Needless to say, we are not attending this church after the New Year and are only going on Wed. because we have to finish our tenure as Youth Pastors and that is over end of this month. We have been planning and are going to start a homechurch after the 1st with some great like-minded friends who don't mind if our kids kiss and hug!!! Thanks for your input though. I really appreciate others views on this as I am completely at a loss for anything different that what we currently view as normal for us and our family!
 

· Registered
Joined
·
408 Posts
I would be FURIOUS if I were you!!!! How dare she yell at your precious child!!!! It so infuriates me when people do that!!!

It is totally natural for a child who has been kissed and hugged to do it to others, there is absolutely NOTHING wrong with that!!!

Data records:
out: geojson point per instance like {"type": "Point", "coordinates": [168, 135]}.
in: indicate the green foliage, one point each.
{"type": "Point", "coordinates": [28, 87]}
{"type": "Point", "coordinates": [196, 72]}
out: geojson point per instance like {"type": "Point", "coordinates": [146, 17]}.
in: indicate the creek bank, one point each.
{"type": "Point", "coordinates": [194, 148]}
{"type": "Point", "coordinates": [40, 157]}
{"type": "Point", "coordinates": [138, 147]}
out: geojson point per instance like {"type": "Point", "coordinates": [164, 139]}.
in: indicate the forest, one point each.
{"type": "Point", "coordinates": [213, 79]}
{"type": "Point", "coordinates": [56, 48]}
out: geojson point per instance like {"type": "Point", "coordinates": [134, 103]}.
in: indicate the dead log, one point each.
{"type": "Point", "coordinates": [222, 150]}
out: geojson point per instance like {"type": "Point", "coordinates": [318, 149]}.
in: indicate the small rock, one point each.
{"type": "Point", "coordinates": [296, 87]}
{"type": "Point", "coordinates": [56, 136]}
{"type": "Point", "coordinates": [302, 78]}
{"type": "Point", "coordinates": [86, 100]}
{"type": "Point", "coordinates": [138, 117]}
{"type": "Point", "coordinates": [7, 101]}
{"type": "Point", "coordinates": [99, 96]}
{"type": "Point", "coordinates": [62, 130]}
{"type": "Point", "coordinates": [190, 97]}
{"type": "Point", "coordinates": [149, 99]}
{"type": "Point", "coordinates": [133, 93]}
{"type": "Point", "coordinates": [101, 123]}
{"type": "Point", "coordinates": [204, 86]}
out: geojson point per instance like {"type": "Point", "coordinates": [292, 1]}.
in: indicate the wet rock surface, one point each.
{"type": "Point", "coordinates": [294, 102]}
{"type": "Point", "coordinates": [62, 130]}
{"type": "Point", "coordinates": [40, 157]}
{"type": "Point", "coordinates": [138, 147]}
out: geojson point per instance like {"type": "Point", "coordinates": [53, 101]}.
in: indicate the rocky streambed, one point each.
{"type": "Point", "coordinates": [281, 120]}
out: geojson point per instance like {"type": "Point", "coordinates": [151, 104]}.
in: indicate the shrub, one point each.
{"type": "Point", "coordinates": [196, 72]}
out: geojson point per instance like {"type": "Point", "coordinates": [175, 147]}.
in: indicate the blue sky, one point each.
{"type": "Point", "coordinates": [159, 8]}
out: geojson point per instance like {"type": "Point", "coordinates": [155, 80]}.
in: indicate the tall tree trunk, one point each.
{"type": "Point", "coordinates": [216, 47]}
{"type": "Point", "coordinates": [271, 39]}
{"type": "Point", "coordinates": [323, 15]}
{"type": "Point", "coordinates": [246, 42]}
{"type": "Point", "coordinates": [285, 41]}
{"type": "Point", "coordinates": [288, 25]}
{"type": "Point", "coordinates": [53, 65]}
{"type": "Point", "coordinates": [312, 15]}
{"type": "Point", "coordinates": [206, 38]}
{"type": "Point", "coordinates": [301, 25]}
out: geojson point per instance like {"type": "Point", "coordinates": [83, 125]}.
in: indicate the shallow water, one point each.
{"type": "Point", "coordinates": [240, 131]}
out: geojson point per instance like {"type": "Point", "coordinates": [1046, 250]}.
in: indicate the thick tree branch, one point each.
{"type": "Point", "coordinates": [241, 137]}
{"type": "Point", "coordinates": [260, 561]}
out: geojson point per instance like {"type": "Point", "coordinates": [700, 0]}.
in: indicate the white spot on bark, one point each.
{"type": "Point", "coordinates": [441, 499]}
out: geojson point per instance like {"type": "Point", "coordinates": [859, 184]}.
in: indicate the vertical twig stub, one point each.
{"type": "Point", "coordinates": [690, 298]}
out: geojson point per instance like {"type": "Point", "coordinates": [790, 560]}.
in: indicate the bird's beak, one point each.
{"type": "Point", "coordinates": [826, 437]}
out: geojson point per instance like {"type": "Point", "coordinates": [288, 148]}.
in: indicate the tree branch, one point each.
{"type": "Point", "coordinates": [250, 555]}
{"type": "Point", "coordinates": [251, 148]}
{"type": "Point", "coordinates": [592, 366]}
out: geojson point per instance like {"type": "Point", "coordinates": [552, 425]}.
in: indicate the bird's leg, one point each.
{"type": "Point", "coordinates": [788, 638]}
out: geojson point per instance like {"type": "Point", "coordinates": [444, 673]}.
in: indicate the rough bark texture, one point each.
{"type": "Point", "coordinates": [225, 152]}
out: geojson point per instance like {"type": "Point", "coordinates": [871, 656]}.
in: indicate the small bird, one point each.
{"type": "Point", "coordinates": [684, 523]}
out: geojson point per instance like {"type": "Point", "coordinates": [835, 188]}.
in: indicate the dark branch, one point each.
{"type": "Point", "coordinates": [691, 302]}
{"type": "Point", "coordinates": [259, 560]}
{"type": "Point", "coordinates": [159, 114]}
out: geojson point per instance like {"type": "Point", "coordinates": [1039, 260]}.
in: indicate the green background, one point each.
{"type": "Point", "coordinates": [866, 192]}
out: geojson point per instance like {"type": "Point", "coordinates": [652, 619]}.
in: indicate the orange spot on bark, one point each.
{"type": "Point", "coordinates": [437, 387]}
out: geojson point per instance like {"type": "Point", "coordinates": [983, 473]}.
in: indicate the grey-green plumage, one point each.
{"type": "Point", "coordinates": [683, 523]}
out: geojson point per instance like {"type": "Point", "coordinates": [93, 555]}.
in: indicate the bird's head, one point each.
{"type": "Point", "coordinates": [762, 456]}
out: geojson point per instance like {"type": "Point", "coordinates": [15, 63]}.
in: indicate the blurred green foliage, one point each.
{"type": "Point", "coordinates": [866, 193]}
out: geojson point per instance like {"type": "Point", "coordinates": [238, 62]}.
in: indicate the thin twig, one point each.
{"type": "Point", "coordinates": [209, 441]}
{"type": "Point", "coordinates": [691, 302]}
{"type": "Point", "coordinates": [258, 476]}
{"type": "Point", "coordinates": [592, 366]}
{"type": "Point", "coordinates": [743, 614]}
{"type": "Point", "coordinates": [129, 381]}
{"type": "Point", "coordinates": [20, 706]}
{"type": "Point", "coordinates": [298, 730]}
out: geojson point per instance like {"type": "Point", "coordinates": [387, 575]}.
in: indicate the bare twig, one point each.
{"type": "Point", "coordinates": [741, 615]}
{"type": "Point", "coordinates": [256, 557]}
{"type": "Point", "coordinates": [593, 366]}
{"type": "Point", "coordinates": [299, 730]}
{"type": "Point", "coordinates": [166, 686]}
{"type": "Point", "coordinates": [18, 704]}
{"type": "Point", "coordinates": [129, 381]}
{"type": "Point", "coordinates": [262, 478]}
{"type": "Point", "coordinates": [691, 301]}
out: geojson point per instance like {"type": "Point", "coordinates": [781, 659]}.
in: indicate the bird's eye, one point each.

→ **Task objective**: From the forum thread about the church, quote each sentence that ends with three or more exclamation marks.

→ **Answer to this exercise**:
- We have been planning and are going to start a homechurch after the 1st with some great like-minded friends who don't mind if our kids kiss and hug!!!
- I would be FURIOUS if I were you!!!!
- How dare she yell at your precious child!!!!
- It so infuriates me when people do that!!!
- It is totally natural for a child who has been kissed and hugged to do it to others, there is absolutely NOTHING wrong with that!!!